GIVEN PROBLEM ->
Extract every line of the material below that contains the word "noun", and copy each line in full without changes.
%%
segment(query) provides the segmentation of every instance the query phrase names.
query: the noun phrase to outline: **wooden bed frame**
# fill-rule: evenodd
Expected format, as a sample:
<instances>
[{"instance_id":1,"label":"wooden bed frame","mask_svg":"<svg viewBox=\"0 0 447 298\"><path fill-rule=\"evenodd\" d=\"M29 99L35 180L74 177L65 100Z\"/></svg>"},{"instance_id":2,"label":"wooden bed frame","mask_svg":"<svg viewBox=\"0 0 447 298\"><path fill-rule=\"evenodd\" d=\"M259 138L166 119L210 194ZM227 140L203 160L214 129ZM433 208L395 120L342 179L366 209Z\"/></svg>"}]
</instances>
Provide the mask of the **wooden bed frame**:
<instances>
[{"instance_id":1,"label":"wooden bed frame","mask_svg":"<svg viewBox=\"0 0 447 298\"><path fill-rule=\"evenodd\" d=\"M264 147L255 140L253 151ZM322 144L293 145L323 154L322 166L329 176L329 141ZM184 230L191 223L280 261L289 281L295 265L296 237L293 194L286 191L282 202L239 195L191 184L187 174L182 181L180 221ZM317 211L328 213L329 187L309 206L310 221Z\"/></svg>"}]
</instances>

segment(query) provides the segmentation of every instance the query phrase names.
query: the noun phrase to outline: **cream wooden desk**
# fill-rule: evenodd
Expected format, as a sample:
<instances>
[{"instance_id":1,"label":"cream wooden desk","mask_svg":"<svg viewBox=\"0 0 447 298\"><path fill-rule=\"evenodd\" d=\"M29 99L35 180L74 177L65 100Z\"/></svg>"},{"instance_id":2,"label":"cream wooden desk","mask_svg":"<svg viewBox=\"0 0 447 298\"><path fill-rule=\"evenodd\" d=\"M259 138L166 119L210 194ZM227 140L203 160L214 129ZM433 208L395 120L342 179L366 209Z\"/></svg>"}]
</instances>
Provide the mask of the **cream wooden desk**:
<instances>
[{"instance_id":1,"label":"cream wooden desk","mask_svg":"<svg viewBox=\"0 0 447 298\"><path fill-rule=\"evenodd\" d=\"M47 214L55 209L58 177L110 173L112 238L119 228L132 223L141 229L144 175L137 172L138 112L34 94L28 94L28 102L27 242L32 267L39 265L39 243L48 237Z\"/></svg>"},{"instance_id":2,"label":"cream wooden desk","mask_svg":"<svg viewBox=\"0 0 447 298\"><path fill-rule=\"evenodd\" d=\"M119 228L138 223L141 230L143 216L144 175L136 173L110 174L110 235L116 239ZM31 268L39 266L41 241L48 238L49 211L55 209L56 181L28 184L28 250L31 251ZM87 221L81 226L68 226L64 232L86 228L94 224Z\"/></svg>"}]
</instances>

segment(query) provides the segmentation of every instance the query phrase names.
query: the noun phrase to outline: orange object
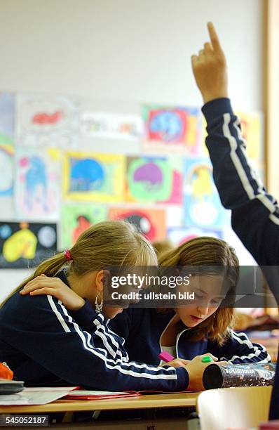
%%
CORRECT RESULT ->
query: the noun phrase to outline: **wooden bed frame**
query: the noun phrase to outline: **cream wooden desk**
query: the noun phrase to outline: orange object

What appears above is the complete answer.